** start **
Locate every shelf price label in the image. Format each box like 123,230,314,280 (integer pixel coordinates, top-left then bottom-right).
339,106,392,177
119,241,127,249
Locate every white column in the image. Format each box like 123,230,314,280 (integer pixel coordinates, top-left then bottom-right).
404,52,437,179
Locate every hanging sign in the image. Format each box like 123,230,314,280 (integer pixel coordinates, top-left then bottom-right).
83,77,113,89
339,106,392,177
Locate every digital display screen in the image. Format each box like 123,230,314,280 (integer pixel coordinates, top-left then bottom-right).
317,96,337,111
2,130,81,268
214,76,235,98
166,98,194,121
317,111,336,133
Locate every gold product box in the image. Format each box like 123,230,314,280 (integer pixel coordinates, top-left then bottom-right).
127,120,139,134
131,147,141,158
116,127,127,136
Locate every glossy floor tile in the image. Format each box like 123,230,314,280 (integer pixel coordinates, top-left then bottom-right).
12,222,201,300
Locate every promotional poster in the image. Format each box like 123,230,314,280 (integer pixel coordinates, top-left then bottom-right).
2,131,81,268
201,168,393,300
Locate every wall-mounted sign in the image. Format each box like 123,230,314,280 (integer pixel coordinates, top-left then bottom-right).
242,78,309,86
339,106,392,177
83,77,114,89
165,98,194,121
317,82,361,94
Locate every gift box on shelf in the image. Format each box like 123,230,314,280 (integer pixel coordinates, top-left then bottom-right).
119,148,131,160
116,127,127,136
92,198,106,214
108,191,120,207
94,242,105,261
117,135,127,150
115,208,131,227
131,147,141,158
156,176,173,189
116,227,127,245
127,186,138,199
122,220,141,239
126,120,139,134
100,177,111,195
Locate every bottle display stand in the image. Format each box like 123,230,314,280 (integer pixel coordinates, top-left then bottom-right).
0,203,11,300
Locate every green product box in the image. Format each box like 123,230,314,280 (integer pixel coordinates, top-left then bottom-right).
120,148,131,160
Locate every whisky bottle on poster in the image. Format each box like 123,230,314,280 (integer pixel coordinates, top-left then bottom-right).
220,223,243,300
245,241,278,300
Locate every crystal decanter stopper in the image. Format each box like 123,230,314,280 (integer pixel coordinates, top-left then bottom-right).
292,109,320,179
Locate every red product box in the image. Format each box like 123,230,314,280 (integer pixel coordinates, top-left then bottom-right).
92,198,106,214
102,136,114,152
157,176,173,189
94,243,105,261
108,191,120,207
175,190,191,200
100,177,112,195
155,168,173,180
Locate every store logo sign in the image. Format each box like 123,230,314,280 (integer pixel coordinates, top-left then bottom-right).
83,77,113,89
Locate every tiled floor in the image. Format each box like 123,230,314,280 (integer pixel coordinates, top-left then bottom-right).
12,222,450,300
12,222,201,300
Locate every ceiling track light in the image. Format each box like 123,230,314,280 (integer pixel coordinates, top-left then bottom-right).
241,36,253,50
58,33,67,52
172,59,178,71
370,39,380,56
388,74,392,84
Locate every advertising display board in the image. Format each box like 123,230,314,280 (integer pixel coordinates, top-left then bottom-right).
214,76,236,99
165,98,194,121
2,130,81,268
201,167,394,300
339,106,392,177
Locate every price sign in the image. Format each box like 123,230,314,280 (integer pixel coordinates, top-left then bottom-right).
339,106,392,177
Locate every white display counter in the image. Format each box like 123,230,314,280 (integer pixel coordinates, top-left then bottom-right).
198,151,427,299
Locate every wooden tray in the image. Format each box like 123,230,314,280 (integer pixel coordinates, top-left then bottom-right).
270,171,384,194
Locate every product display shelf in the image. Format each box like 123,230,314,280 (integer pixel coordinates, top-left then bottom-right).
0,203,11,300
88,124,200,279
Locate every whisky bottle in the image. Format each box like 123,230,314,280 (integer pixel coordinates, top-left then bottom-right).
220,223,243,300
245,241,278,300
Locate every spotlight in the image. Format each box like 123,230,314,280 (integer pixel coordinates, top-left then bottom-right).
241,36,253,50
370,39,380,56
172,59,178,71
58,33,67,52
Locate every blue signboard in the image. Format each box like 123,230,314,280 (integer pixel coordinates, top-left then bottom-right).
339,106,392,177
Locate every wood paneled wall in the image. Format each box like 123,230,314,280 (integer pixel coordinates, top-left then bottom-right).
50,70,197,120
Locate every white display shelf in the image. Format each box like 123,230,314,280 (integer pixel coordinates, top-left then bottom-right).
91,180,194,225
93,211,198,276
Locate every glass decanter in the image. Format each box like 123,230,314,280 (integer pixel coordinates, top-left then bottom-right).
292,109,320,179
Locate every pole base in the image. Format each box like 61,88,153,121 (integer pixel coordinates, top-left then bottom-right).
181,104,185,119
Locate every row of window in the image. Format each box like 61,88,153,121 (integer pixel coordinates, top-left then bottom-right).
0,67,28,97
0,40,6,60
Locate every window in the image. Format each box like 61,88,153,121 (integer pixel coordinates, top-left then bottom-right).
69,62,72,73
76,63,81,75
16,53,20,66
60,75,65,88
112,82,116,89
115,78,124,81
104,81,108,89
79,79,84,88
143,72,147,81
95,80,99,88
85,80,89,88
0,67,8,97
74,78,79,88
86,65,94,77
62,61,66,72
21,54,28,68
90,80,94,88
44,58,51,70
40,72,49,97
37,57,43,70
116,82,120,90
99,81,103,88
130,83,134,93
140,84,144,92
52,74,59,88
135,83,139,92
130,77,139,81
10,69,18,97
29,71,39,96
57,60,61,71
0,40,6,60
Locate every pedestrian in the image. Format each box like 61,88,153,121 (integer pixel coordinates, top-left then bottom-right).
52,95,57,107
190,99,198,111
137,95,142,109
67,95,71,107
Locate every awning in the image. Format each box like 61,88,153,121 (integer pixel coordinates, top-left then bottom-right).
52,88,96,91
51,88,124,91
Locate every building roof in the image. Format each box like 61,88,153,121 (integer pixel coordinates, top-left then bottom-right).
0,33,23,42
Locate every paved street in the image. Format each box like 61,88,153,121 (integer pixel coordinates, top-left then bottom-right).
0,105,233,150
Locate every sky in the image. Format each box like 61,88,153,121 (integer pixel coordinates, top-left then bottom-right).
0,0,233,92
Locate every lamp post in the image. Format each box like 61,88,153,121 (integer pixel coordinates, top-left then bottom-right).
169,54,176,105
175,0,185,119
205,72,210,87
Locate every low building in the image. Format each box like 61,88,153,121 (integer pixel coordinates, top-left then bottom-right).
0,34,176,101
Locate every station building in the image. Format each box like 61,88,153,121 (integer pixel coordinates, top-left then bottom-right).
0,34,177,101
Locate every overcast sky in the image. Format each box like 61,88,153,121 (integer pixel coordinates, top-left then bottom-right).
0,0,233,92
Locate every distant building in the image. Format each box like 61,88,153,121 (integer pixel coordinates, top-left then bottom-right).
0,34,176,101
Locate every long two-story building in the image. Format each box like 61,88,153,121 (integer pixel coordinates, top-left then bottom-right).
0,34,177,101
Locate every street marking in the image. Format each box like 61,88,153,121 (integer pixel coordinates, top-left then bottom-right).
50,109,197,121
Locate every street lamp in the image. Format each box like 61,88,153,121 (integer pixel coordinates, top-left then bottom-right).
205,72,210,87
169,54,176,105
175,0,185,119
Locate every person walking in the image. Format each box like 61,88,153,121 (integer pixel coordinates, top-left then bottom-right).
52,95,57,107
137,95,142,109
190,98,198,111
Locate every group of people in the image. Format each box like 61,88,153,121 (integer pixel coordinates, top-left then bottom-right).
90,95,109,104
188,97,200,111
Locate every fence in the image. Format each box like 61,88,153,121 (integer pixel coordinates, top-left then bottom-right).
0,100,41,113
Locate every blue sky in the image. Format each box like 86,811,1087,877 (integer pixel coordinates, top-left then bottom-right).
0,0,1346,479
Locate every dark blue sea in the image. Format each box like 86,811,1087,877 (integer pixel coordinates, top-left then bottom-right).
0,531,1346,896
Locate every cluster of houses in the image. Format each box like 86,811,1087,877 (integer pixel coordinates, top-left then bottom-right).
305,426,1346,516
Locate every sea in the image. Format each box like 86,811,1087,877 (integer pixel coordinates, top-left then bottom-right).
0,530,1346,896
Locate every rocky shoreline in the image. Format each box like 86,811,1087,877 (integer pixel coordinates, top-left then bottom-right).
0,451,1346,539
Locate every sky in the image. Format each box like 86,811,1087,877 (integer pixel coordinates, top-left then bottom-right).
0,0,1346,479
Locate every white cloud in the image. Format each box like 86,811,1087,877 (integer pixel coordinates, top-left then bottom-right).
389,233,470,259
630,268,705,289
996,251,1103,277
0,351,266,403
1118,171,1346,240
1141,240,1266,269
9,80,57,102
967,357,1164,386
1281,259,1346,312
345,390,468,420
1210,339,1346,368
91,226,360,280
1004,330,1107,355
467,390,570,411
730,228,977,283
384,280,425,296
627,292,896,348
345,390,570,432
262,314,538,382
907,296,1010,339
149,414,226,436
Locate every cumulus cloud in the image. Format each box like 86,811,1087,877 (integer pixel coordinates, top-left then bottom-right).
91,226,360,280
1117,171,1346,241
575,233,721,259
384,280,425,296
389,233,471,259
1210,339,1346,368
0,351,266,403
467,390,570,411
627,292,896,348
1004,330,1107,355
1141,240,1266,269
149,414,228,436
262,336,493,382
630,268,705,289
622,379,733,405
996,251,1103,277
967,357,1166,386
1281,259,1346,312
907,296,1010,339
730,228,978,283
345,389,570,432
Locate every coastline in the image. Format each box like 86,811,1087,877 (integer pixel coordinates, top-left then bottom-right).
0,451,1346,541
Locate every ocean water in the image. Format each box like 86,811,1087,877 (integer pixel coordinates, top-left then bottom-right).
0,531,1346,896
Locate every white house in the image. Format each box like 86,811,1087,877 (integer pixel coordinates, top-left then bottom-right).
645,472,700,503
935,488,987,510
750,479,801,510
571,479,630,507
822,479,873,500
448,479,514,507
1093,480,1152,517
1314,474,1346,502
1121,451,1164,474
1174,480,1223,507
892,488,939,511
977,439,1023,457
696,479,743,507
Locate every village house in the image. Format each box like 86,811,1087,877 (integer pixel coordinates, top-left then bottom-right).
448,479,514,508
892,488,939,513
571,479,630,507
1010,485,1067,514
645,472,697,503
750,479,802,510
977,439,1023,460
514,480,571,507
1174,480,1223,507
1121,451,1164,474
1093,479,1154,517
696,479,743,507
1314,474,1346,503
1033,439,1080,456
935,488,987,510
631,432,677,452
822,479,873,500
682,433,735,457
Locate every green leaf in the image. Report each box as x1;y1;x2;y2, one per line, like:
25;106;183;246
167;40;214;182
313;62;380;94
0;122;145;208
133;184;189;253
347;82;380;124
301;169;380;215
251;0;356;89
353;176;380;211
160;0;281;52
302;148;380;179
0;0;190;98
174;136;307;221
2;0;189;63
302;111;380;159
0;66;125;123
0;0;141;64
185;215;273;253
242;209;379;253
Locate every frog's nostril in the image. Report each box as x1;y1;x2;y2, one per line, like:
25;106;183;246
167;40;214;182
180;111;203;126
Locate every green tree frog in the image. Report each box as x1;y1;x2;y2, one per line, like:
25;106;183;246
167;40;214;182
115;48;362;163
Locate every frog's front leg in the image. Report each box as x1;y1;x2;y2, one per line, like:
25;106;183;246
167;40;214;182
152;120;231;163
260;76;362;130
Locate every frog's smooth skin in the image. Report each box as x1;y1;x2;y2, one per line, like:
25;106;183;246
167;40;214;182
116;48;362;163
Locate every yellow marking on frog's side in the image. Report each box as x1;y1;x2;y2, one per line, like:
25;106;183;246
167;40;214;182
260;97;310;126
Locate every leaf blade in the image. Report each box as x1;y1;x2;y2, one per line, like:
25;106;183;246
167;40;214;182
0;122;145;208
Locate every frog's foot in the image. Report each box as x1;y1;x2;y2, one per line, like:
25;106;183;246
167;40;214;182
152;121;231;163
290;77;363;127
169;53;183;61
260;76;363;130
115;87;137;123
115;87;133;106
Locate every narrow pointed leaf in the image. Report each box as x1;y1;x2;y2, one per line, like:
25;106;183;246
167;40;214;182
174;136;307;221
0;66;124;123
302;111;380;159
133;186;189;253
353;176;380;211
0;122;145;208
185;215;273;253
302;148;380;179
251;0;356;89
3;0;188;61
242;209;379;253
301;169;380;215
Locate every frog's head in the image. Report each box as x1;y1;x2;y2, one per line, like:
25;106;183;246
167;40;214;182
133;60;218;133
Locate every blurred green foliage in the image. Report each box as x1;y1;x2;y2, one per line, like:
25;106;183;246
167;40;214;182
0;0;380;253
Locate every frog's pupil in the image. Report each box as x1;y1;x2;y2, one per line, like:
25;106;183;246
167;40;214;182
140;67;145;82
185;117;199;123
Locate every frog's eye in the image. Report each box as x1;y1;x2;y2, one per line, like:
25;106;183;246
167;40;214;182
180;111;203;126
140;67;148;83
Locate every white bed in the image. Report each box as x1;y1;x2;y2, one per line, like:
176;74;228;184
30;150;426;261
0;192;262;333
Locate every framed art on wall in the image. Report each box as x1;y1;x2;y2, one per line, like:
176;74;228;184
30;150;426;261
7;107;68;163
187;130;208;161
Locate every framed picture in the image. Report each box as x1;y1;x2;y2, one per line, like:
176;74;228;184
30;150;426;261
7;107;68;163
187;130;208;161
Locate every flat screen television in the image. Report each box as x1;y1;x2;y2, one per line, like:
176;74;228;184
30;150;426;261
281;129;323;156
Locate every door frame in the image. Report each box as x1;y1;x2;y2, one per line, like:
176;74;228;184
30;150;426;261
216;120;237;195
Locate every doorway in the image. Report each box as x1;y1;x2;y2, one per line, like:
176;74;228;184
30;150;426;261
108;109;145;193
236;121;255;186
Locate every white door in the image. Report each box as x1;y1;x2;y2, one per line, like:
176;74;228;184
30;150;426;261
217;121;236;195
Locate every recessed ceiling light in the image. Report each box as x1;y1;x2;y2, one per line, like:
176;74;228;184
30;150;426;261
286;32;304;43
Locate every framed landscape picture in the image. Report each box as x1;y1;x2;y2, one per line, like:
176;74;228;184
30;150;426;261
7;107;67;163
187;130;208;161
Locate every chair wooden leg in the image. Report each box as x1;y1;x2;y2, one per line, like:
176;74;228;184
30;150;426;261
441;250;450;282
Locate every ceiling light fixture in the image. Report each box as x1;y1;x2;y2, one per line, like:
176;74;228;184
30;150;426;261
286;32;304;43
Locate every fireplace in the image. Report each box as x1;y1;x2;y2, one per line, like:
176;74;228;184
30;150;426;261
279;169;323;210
** end **
▶ To do
Could you rewrite the lines from the very first one through the line containing "404,52,437,179", replacing "shelf price label" with "price tag" and leaving everything else unchanged?

▶ Task response
Locate every price tag in the image. Format each box like 123,230,314,280 (integer pixel coordinates, top-left then bottom-right).
339,106,392,177
119,241,127,249
Locate every white column in the image. Format each box like 123,230,314,280 (integer pixel coordinates, top-left then bottom-right).
404,52,437,179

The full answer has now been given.